[Start SOURCE EXTRACT]
Take heed to yourselves, for they will hand you over to councils, and they will scourge you in synagogues, and you will stand before governors and kings for my sake, and it will be your opportunity to bear your witness to them. The gospel must first be preached to all nations. And when they hand you over and bring you before authorities, do not worry beforehand about what you will say, but speak whatever is given you in that hour, for it is not you who speak but the Holy Spirit. Brother shall hand over brother to death, and father child. All children will rise up against parents, and will kill them. And you will be hated of all for the sake of my name. But the man who has endured to the end, he will be saved;

Now we come to the warnings of persecution to come. Jesus never left his followers in any doubt that they had chosen a hard way. No man could say that he had not known the conditions of Christ's service in advance.

The handing over to councils and the scourging in synagogues refer to Jewish persecution. In Jerusalem there was the great Sanhedrin, the supreme court of the Jews, but every town and village had its local Sanhedrin. Before such local Sanhedrins the self-confessed heretics would be tried, and in the synagogues they would be publicly scourged. The governors and kings refer to trials before the Roman courts, such as Paul faced before Felix and Festus and Agrippa.

It was a fact that the Christians were wonderfully strengthened in their trials. When we read of the trials of the martyrs, even though they were often ignorant and unlettered men, the impression often is that it was the judges and not the Christians who were on trial. Their Christian faith enabled the simplest folk to fear God so much that they never feared the face of any man.

It was true that even those of a man's own family sometimes betrayed him. In the early Roman Empire one of the curses was the informer (delator). There were those who, in their attempts to curry favour with the authorities, would not hesitate to betray their own kith and kin. That must have been the sorest blow of all.

In Hitler's Germany a man was arrested because he stood for freedom. He endured imprisonment and torture with stoic and uncomplaining fortitude. Finally, with spirit still unbroken, he was released. Some short time afterwards he committed suicide. Many wondered why. Those who knew him well knew the reason--he had discovered that his own son was the person who had informed against him. The treachery of his own broke him in a way that the cruelty of his enemies was unable to achieve.
[End SOURCE EXTRACT]
=== TASKS TO CARRY OUT ===
- a) Answer these from the commentary on persecution:
(i) What was the great Sanhedrin in Jerusalem?
(ii) What Latin term is given for the informer in the early Roman Empire?
(iii) Who informed against the man arrested in Hitler's Germany?
- b) Write the next part of the commentary on persecution, carrying on after its final sentence.
None of the data is needed for this work.
[Start DATASET ENTRIES]
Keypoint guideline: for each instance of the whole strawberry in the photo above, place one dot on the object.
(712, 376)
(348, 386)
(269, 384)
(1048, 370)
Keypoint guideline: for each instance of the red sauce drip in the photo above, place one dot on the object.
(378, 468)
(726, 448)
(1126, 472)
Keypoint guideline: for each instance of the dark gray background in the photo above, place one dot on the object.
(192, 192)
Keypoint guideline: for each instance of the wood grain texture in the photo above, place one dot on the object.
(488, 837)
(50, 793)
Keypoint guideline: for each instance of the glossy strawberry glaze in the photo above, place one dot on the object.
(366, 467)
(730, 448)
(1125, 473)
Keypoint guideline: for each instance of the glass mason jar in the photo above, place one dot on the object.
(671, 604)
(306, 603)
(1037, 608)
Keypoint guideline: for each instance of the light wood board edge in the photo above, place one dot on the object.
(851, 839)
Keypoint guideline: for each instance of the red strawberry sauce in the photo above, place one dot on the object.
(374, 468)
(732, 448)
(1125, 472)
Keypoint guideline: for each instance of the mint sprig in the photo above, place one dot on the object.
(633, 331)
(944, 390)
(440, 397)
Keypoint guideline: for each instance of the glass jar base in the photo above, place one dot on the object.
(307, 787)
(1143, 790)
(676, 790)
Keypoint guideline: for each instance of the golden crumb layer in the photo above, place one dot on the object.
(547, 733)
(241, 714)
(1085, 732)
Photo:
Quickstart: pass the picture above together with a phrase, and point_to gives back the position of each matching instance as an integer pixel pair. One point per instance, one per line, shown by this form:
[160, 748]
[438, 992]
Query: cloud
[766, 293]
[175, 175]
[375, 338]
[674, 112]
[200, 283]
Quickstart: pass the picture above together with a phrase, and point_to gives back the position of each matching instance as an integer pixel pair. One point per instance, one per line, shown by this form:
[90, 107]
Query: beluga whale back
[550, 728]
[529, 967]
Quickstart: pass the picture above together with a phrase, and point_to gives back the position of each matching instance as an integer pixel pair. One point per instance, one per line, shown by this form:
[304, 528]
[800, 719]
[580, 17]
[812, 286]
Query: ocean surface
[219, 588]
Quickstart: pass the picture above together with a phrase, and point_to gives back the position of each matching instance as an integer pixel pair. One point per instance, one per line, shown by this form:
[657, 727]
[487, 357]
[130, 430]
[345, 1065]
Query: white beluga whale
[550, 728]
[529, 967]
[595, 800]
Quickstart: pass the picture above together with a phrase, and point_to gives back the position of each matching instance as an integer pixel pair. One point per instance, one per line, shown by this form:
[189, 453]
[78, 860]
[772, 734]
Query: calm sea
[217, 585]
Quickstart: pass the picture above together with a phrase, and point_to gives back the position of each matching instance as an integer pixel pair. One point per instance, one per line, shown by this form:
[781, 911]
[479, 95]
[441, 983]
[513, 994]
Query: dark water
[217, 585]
[End DATASET ENTRIES]
=== TASK ANSWERS ===
- a)
(i) The supreme court of the Jews.
(ii) Delator.
(iii) His own son.

- b)
This family and domestic hostility was one of the regular items in the catalogue of terror of the last and terrible days, "Friends shall attack one another suddenly" (4 Ezra 5:9). "And they shall hate one another and provoke one another to fight" (Baruch 70:3). "And they shall strive with one another, the young with the old, and the old with the young, the poor with the rich, the lowly with the great, the beggar with the prince" (Jubilees 23:19). "Children shall shame the elders, and the elders shall rise up before the children" (The Mishnah, Sotah 9:15). "For the son treats the father with contempt, the daughter rises up against her mother, the daughter-in-law against her mother-in-law. A man's enemies are the men of his own house" (Micah 7:6).

Life becomes a hell upon earth when personal loyalties are destroyed and when there is no love which a man may trust.

It was true that the Christians were hated. Tacitus talked of Christianity as an accursed superstition; Suetonius called it a new and evil superstition. The main reason for the hatred was the way in which Christianity cut across family ties. The fact was that a man had to love Christ more than father or mother, or son or daughter. And the matter was complicated by the way that the Christians were much slandered. It is beyond doubt that the Jews did much to encourage these slanders. The most serious was the charge that the Christians were cannibals, a charge supported by the words of the sacrament which speak of eating Christ's body and drinking his blood.

In this, as in all other things, it is the man who endures to the end who is saved. Life is not a short, sharp sprint; it is a marathon race. Life is not a single battle; it is a long campaign. Dr. G.J. Jeffrey tells of a famous man who refused to have his biography written when he was still alive. "I have seen too many men fall out on the last lap of the race," he said. Life is never safe until it reaches journey's end. It was Bunyan who, in his dream, saw that from the very gates of heaven there was a way to hell. It is the man who endures to the end who will be saved.

The Dangers Of The Last Days (Mark 13:3-6; Mark 13:21-23)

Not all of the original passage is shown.